# EXCERPTED RECORDS

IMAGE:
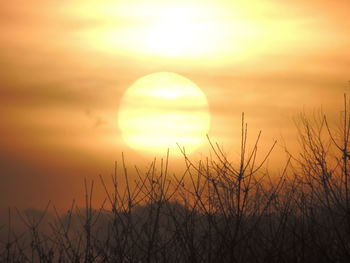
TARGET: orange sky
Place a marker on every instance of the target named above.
(64, 66)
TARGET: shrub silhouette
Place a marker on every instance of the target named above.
(215, 212)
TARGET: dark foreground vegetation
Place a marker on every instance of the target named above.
(219, 210)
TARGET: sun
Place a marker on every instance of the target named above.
(161, 111)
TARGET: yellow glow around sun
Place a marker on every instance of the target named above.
(162, 109)
(169, 28)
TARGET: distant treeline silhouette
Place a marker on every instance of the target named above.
(217, 211)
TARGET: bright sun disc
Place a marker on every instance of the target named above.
(162, 110)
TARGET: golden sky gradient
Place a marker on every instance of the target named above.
(64, 66)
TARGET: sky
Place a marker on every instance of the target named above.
(65, 65)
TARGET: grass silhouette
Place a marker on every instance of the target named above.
(214, 212)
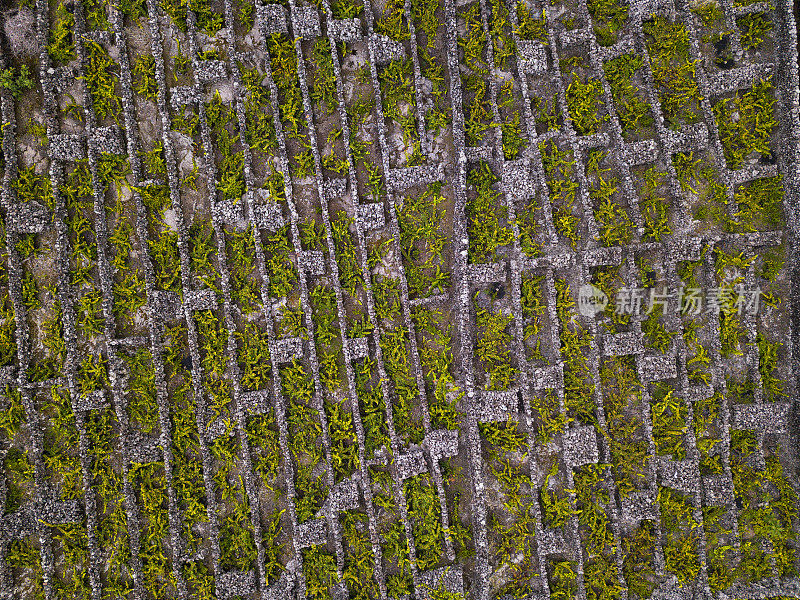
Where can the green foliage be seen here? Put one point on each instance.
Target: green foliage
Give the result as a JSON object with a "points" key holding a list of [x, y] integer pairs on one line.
{"points": [[760, 204], [673, 72], [751, 130], [310, 491], [616, 225], [506, 436], [754, 27], [349, 271], [513, 141], [633, 112], [424, 12], [92, 375], [344, 445], [144, 77], [709, 12], [245, 290], [392, 23], [624, 432], [61, 46], [767, 363], [395, 357], [166, 262], [560, 174], [656, 334], [424, 512], [436, 359], [563, 579], [637, 567], [578, 390], [669, 422], [609, 16], [680, 531], [283, 61], [260, 129], [262, 434], [323, 80], [484, 212], [282, 272], [319, 568], [372, 406], [142, 405], [530, 28], [585, 104], [503, 45], [653, 206], [237, 545], [422, 240], [556, 507], [31, 187], [101, 75], [296, 383], [493, 348], [254, 357], [17, 84], [399, 100]]}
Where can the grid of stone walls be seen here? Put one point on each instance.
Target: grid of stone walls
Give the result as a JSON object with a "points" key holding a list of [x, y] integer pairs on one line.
{"points": [[156, 398]]}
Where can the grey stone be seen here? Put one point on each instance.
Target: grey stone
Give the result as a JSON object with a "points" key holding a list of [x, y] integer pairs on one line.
{"points": [[450, 577], [517, 179], [287, 349], [269, 216], [183, 95], [200, 299], [487, 272], [441, 443], [165, 306], [305, 22], [67, 146], [29, 217], [255, 402], [93, 401], [385, 49], [718, 490], [344, 495], [492, 406], [410, 464], [311, 533], [552, 541], [20, 29], [622, 343], [272, 18], [680, 475], [227, 211], [107, 139], [345, 30], [546, 378], [658, 367], [602, 256], [770, 417], [532, 56], [639, 506], [400, 179], [358, 347], [311, 262], [210, 71], [580, 446], [235, 583], [371, 216]]}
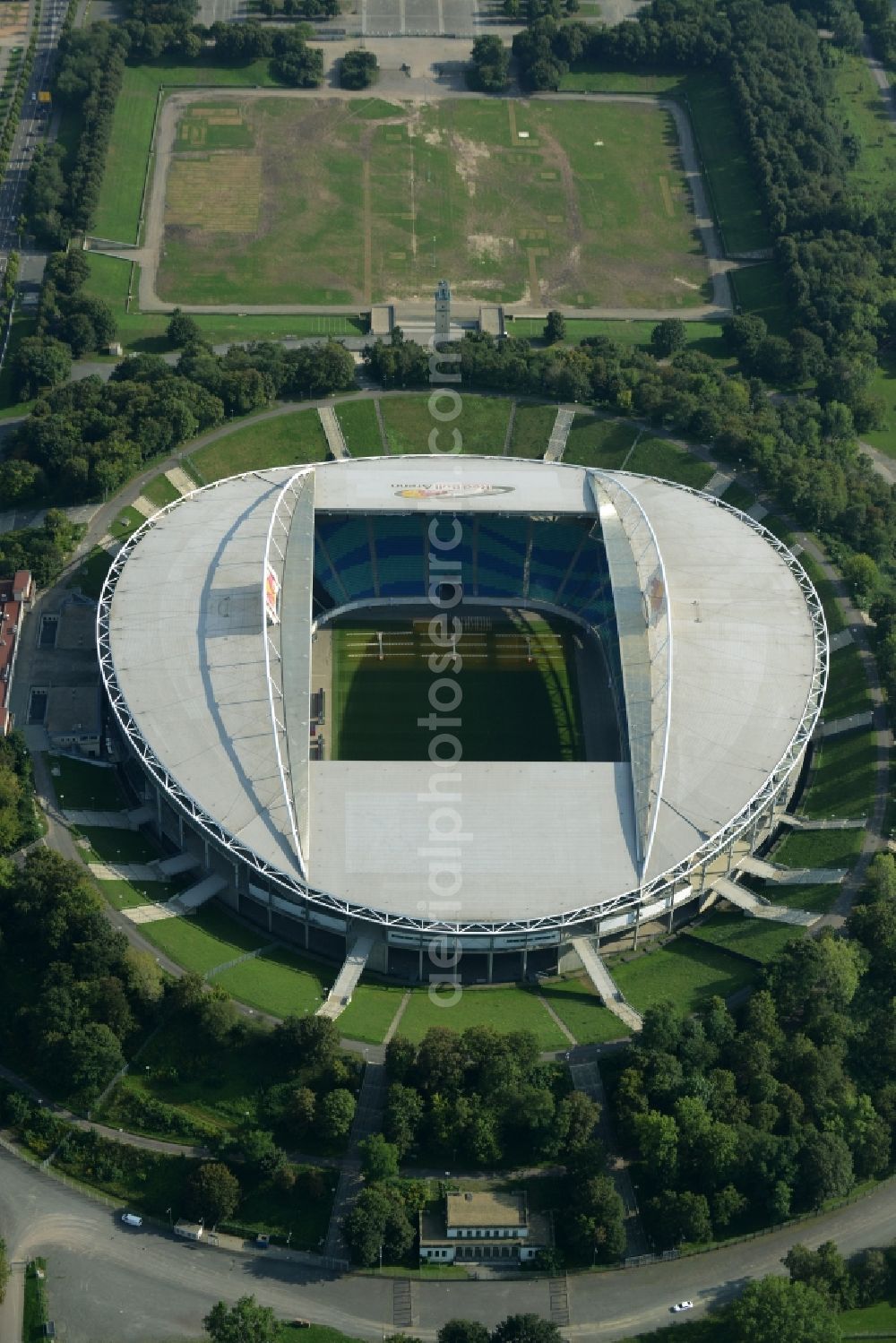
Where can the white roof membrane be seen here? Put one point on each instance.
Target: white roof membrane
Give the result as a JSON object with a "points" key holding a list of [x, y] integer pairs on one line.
{"points": [[544, 839]]}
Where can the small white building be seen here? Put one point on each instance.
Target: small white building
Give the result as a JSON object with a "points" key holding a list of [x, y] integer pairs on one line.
{"points": [[482, 1227]]}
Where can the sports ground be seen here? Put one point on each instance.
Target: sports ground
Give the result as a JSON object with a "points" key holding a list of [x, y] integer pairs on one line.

# TASK REQUIREMENTS
Repeat, with no pictures, every line from the top of the entries above through the line that has "Target: green foliage", keeping each one exact.

# TASK ANSWER
IMAGE:
TARGET: orange sky
Place a marker on every instance of the target named above.
(64, 66)
TARGET: shrub silhouette
Place a marker on every instance of the target named above.
(215, 212)
TARGET: dark foreground vegetation
Place a marker on every instance of the target named above.
(219, 210)
TARGET: sun
Place a marker on every instance of the target named above.
(161, 111)
TARGET: yellow glow around sun
Place a marker on every instance of the target named above.
(162, 109)
(169, 28)
TARGET: distant treeline silhouette
Place a marker on every instance of the target named above.
(217, 211)
TARGET: bright sun disc
Place a marker on every instance of the target named above.
(162, 110)
TARGET: golden sky gradient
Place a marker on every instance of the target named above.
(64, 66)
TARGET: sky
Place a marker on every instance of the target named above.
(65, 65)
TARGET: grass silhouette
Place a marker on every instance of the target named above.
(214, 212)
Where can the green foliage be seen here? Put one point on each instance.
Target: green foliage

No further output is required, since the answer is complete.